__BRANO ESTRATTO__
Sono abituato a incontri particolari, è il mio lavoro da più di 50 anni. Stavolta faccio fatica a rendere tutto ciò razionale. Ci provo, ma non ci riesco. Sono realmente emozionato. In fondo, il pensiero che ho gestito per la Rai la giornata dei funerali di Giovanni Paolo II non mi aiuta.

Adesso, seduto nella stanza di Santa Marta, osservo una porta a vetri poco lontano da me. Tra poco vedrò il Papa. L’incontro…

Entra l’uomo vestito di bianco, il successore di San Pietro. Sorridendo. Cammina un po’ a fatica, per via di una gamba che muove male. L’emozione sale ancora. Osservo il suo crocifisso di legno. Un orologio di plastica al polso. Semplici scarpe da ginnastica.

Presentazioni. Papa Francesco è seduto con noi nella sala. Rimane seduto per poco. Non perde il sorriso. Si rivolge ai genitori di Luca: “Scusateci, devo prima parlare con vostro figlio”. È di ritorno dopo alcuni minuti.

__DATI REGISTRATI__
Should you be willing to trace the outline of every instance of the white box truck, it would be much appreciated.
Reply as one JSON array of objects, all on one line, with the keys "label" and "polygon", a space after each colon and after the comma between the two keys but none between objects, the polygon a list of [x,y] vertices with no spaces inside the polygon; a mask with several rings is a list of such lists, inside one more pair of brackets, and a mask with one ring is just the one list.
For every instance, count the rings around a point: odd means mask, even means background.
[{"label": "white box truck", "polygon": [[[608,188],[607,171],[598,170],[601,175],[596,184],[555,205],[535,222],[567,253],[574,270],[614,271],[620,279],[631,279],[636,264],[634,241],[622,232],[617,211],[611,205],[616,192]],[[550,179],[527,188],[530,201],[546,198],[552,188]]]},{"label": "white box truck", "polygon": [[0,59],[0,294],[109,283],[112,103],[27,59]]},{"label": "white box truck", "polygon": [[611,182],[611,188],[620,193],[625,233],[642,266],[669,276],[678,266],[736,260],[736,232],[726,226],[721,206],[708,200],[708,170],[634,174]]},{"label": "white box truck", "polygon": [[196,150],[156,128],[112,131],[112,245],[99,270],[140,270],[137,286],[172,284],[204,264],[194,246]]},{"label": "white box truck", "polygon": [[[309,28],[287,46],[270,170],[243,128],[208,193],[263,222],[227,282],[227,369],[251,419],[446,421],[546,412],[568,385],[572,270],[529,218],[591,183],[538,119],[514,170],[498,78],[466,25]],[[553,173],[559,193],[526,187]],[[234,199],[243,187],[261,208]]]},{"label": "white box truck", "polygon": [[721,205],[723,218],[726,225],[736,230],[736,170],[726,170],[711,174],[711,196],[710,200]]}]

__ISTRUZIONE OPERATIVA__
Estrai dal brano sull'incontro con Papa Francesco il tratto che va da "Presentazioni. Papa Francesco" fino a "dopo alcuni minuti." incluso, riportandolo senza modifiche.

__SOLUZIONE DEL COMPITO__
Presentazioni. Papa Francesco è seduto con noi nella sala. Rimane seduto per poco. Non perde il sorriso. Si rivolge ai genitori di Luca: “Scusateci, devo prima parlare con vostro figlio”. È di ritorno dopo alcuni minuti.